* [What needs to be done]
Print every entry below exactly, leaving out the pictures.
(Source data Opens)
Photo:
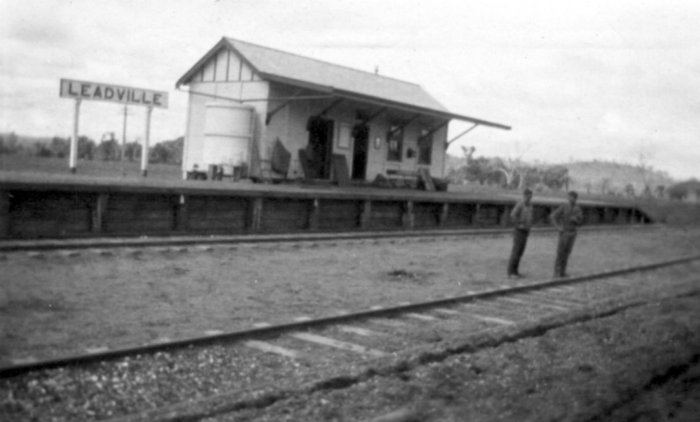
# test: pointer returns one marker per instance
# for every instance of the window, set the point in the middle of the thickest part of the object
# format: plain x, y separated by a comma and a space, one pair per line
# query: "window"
394, 142
425, 147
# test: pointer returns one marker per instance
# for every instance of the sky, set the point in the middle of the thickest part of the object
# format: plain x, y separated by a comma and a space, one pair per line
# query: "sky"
576, 80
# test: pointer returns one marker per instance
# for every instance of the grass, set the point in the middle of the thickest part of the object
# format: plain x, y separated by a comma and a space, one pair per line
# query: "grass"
96, 168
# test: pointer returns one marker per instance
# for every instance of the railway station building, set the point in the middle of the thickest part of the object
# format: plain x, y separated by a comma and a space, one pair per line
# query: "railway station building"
265, 112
(Source data Closes)
* [Answer]
Photo:
# test: pointer returns one marker per instance
# for every instance of the window, set the point in the middle of the thickest part of the object
# format: plain x, y separated by a comma and a space, one pair per line
# query: "window"
394, 142
425, 147
# test: pointer returns one marker per instance
# for every instance of the sky, set the point in the middle of the thickest part of the object
# format: plain x, y separated by a comma and a space, one pair per line
# query: "sky"
576, 80
# test: pointer returns one marker per instance
# for every instance of the grass, set the point in the middle of the thickest part of the object
# format: plain x, y separated by a comma and a space, one pair per line
# query: "grass"
96, 168
# test: pointer returns one marker per instance
# for every instance of the railway station building, set the point in the middle of the thickest part of the object
# format: plain x, y separated by a comma and a space, one pair per line
# query: "railway station building"
265, 112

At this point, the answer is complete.